SPECIAL SERVICE FOR ARTISTS IN
WAR TIME

By Ernest Peixotto

ACCOMPANIED BY REPRODUCTIONS OF ORIGINAL DRAWINGS BY FRENCH WAR ARTISTS

W

HAT can the artist do for his country in war time? What has he done in the countries now at war? In what direction can he exert his maximum of efficiency? For what work is he especially equipped?

Through my connection, as American secretary, with the Appui aux Artistes an organization that has been helping the needy artists of Paris by providing cheap meals for them in studios loaned for that purpose I have been kept in close and constant touch with what the art-workers have been doing in France. Even before I left that country, in the fourth month of the Great War, the artists were actively organized.

At the very outbreak of hostilities the younger artists and the students at the Beaux-Arts took their assigned places in the ranks of the youth of France, and shared the horrors of the first few months of war with such fine self-sacrifice and with such spirit and ardor that I have among my papers a single list of three hundred and fifty of them killed in action. Many distinguished themselves on the field of battle; many were "gassed" or wounded; many have come back physical and mental wrecks after long periods in the hospitals.

* _DATASET CONTENT_
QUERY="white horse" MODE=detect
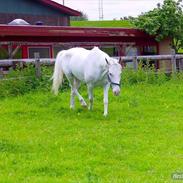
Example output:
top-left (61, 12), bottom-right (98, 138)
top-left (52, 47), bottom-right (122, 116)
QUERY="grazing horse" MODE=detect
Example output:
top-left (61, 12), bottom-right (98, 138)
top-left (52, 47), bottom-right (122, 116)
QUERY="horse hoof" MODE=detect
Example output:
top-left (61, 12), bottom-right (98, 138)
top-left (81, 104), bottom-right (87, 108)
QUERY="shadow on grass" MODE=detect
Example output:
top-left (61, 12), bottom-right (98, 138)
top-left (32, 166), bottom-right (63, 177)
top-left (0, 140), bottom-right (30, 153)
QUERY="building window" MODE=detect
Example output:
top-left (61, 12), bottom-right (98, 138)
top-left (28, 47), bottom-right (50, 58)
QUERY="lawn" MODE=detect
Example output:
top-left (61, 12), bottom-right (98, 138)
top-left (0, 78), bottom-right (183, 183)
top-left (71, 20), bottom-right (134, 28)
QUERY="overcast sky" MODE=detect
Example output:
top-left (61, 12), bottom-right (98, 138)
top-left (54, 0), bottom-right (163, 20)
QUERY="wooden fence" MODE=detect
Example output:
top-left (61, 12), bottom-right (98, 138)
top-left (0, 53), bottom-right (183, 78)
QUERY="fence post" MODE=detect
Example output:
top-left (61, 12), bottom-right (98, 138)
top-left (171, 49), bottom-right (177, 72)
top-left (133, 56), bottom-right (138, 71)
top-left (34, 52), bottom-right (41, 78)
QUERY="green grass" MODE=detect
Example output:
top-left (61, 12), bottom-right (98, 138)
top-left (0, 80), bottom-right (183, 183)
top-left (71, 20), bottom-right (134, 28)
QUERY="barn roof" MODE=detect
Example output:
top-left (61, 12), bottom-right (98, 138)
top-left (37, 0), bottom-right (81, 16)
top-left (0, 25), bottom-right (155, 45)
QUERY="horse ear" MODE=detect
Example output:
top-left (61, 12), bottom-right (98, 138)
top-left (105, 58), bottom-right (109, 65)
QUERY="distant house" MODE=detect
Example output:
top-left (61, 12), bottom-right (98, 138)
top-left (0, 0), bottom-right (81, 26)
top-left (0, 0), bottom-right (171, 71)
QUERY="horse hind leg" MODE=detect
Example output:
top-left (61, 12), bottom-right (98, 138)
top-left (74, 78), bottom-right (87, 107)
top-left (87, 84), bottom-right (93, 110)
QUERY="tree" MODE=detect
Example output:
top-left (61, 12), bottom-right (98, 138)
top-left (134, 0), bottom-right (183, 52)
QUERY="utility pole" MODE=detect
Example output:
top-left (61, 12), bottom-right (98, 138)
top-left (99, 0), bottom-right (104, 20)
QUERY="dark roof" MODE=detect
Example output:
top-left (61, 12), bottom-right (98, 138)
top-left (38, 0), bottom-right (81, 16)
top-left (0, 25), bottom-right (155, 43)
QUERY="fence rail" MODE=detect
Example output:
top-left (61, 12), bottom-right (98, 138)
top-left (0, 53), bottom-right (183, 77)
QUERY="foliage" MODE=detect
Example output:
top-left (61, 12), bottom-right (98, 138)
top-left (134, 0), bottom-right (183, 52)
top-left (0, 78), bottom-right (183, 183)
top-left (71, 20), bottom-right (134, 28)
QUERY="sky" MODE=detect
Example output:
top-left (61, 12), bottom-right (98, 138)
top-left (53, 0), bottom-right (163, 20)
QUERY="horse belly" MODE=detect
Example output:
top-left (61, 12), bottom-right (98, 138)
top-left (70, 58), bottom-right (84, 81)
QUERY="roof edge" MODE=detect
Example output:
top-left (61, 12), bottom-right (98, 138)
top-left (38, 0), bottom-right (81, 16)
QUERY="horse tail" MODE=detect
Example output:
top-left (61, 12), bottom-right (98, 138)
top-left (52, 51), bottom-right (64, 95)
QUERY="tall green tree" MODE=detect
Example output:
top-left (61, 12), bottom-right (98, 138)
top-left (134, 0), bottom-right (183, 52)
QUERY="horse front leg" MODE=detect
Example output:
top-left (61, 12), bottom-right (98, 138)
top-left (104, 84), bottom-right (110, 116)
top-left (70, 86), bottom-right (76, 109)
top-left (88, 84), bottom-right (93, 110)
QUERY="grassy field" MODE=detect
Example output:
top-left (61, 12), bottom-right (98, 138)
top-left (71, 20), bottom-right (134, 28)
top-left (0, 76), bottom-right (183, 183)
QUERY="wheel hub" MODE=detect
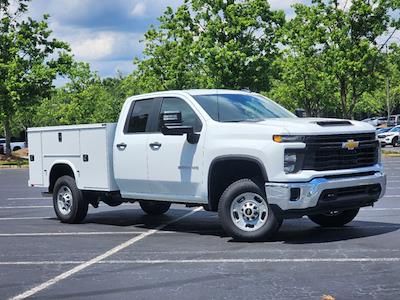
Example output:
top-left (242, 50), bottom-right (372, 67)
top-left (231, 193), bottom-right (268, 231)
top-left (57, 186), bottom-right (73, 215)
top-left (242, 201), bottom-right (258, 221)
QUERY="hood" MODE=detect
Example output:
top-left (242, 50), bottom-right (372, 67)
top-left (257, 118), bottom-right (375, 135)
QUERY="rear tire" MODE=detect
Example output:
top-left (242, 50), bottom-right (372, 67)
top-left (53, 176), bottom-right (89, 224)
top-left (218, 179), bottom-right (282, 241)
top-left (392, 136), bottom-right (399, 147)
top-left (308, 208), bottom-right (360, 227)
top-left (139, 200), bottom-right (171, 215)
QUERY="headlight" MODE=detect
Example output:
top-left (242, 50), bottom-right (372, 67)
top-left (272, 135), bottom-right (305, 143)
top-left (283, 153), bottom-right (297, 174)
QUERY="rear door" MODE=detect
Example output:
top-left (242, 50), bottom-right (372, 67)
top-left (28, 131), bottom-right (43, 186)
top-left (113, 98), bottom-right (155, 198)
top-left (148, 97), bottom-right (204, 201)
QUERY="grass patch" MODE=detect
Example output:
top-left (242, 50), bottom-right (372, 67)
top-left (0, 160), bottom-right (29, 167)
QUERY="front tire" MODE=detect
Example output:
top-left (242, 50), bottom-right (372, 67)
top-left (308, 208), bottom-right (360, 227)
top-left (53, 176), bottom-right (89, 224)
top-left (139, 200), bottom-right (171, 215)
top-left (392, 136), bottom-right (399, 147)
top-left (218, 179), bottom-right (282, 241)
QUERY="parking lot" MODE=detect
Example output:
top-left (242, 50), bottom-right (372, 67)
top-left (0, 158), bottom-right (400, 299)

* _REQUIRED ACTION 1_
In the article on artists in war time, how many artists killed in action are on the single list among the writer's papers?
* _REQUIRED ACTION 2_
Reproduce the stretch of the article on artists in war time from "SPECIAL SERVICE FOR" through "he especially equipped?".
* _REQUIRED ACTION 3_
The article on artists in war time uses "many" to begin several statements about what befell the young artists who went to war. List each of those fates.

* _EXERCISE SOLUTION 1_
Three hundred and fifty.

* _EXERCISE SOLUTION 2_
SPECIAL SERVICE FOR ARTISTS IN
WAR TIME

By Ernest Peixotto

ACCOMPANIED BY REPRODUCTIONS OF ORIGINAL DRAWINGS BY FRENCH WAR ARTISTS

W

HAT can the artist do for his country in war time? What has he done in the countries now at war? In what direction can he exert his maximum of efficiency? For what work is he especially equipped?

* _EXERCISE SOLUTION 3_
- distinguished themselves on the field of battle
- were "gassed" or wounded
- have come back physical and mental wrecks after long periods in the hospitals